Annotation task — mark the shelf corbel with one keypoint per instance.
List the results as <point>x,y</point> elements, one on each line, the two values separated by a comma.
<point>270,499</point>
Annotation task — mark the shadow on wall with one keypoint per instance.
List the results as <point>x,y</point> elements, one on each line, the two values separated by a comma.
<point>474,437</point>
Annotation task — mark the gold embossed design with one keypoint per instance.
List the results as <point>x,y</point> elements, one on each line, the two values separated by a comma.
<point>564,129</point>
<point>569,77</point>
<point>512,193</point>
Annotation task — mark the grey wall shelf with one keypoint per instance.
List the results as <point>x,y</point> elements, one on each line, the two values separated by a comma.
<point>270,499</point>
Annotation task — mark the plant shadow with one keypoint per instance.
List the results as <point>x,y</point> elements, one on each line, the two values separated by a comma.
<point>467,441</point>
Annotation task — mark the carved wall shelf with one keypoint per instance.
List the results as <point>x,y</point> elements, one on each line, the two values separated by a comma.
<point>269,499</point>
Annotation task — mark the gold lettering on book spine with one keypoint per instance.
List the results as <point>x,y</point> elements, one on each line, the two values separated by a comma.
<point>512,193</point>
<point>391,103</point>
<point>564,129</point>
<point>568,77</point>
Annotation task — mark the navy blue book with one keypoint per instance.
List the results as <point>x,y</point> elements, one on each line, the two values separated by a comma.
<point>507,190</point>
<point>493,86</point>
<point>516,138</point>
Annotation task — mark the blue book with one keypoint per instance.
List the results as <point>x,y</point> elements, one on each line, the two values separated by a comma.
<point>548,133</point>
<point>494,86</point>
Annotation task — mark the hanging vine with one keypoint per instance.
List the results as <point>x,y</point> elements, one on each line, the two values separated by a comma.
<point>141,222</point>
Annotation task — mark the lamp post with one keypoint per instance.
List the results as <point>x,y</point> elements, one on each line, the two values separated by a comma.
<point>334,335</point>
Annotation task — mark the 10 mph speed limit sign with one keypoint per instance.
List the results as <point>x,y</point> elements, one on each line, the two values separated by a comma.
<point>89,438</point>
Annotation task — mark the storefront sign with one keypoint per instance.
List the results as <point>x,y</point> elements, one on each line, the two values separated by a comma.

━━━━━━━━━━━━━━━━

- Exercise description
Please set out every line of the listing above as a Markdown table with a Row column for the row number and a Line column for the line, leaving out blank lines.

- Final answer
| Row | Line |
|---|---|
| 1 | Annotation task — mark the shelf corbel with one keypoint per instance. |
| 2 | List the results as <point>x,y</point> elements, one on each line, the two values separated by a comma. |
| 3 | <point>270,499</point> |
| 4 | Annotation task — mark the shadow on wall with one keypoint per instance. |
| 5 | List the results as <point>x,y</point> elements, one on each line, the two values separated by a comma. |
| 6 | <point>474,437</point> |
| 7 | Annotation task — mark the gold embossed design with one keypoint per instance. |
| 8 | List the results as <point>x,y</point> elements, one on each line, the two values separated by a comma. |
| 9 | <point>564,129</point> |
| 10 | <point>569,77</point> |
| 11 | <point>512,193</point> |
| 12 | Annotation task — mark the grey wall shelf with one keypoint per instance. |
| 13 | List the results as <point>x,y</point> elements, one on each line, the two values separated by a comma. |
| 14 | <point>270,499</point> |
| 15 | Annotation task — mark the plant shadow with one keypoint per instance. |
| 16 | List the results as <point>x,y</point> elements, one on each line, the two values separated by a comma. |
| 17 | <point>467,441</point> |
| 18 | Annotation task — mark the carved wall shelf with one keypoint per instance. |
| 19 | List the results as <point>x,y</point> elements, one on each line, the two values separated by a comma. |
| 20 | <point>269,499</point> |
| 21 | Annotation task — mark the gold lettering on book spine with one keypoint per instance. |
| 22 | List the results as <point>x,y</point> elements, one on each line, the two values separated by a comma. |
| 23 | <point>512,193</point> |
| 24 | <point>391,103</point> |
| 25 | <point>564,129</point> |
| 26 | <point>568,77</point> |
| 27 | Annotation task — mark the navy blue book with one keypoint per instance. |
| 28 | List the results as <point>x,y</point> elements, one on each line, the two values separated by a comma. |
| 29 | <point>507,190</point> |
| 30 | <point>493,86</point> |
| 31 | <point>516,138</point> |
| 32 | Annotation task — mark the blue book with one keypoint per instance. |
| 33 | List the results as <point>x,y</point> elements, one on each line, the two values separated by a comma. |
| 34 | <point>548,133</point> |
| 35 | <point>494,86</point> |
| 36 | Annotation task — mark the hanging vine with one keypoint per instance. |
| 37 | List the results as <point>x,y</point> elements, one on each line, the two values separated by a comma. |
| 38 | <point>141,222</point> |
| 39 | Annotation task — mark the lamp post with one keypoint per instance. |
| 40 | List the results as <point>x,y</point> elements, one on each line, the two values separated by a comma. |
| 41 | <point>334,335</point> |
| 42 | Annotation task — mark the 10 mph speed limit sign with one keypoint per instance. |
| 43 | List the results as <point>x,y</point> elements, one on each line, the two values separated by a comma. |
| 44 | <point>89,438</point> |
| 45 | Annotation task — mark the storefront sign with one keypoint per instance. |
| 46 | List the results as <point>x,y</point> elements, one on each line, the two values separated by a comma. |